> WHAT IS NEEDED: Your answer should repeat every record verbatim.

> DATA LISTING:
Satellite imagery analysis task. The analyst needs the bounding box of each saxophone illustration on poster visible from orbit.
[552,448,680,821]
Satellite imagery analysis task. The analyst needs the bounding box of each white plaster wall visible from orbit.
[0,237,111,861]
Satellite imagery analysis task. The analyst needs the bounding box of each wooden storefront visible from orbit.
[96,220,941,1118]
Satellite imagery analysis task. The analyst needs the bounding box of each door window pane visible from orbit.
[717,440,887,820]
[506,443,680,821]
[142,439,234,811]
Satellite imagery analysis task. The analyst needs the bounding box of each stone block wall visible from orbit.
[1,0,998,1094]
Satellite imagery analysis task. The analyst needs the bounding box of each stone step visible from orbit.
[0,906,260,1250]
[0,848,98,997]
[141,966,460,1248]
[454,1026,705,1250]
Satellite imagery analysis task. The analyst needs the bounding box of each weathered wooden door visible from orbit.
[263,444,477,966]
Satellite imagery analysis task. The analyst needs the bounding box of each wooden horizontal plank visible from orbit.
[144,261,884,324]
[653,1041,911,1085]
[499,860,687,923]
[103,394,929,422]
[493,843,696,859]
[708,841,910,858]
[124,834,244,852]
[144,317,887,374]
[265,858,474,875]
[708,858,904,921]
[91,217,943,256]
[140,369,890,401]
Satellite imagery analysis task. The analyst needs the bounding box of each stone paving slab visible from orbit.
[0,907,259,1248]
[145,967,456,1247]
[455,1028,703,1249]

> ANSWER SPACE:
Satellite imagery analysis task. The analyst needs the bounding box of each saxophone illustration on poster visible from orbit.
[552,448,680,821]
Satellite imagery analysis task. The analyst needs the bounding box of each white plaster wall visible from orbit.
[0,237,111,861]
Satellite imagery analysis task. The analyst needs the bounding box of each wooden storefront visible from orbit.
[96,220,941,1118]
Satellite imagery analysis task. The analyst needs the bounding box of each door window pane visible from orbit.
[717,440,887,820]
[506,443,680,821]
[142,439,234,811]
Satellite imagery analysis task. The analyst needs the bounding box of each stone block wall visible from orbit.
[1,0,998,1094]
Satellite imagery analysis task. The analyst needs the bounding box of each stone step visible from orbit.
[0,906,260,1250]
[0,848,98,997]
[141,966,460,1248]
[454,1026,705,1250]
Satellite imagery analysis task. The analyst needs the bounding box of each weathered wooden door visible from orbit.
[263,444,477,966]
Satellite imagery analysis task. The analyst needs the bounding box of each wooden horizontal plank visible from orbit.
[144,261,884,324]
[653,1041,911,1085]
[499,860,687,923]
[103,394,929,422]
[493,843,696,859]
[708,841,910,858]
[124,834,244,852]
[144,317,887,374]
[265,858,474,875]
[708,858,904,921]
[91,217,943,256]
[140,369,890,401]
Satellite imagery analysis task. The analyst needs the bounding box of each stone paving slab visible from orbit.
[0,907,259,1248]
[145,967,456,1247]
[455,1028,703,1249]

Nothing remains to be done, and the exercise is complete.